GIVEN REQUEST:
Please format the lines below as a JSON list of strings, with one string per line and blank lines omitted.
● ● ● ● ● ● ●
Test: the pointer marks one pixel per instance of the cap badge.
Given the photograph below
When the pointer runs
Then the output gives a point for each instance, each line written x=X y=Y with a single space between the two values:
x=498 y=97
● ● ● ● ● ● ●
EXERCISE RESULT:
[
  "Test: the pointer marks one pixel per instance of the cap badge.",
  "Given the photograph below",
  "When the pointer runs",
  "Then the output gives a point for each instance, each line written x=X y=Y with a single space between the two values:",
  "x=498 y=97"
]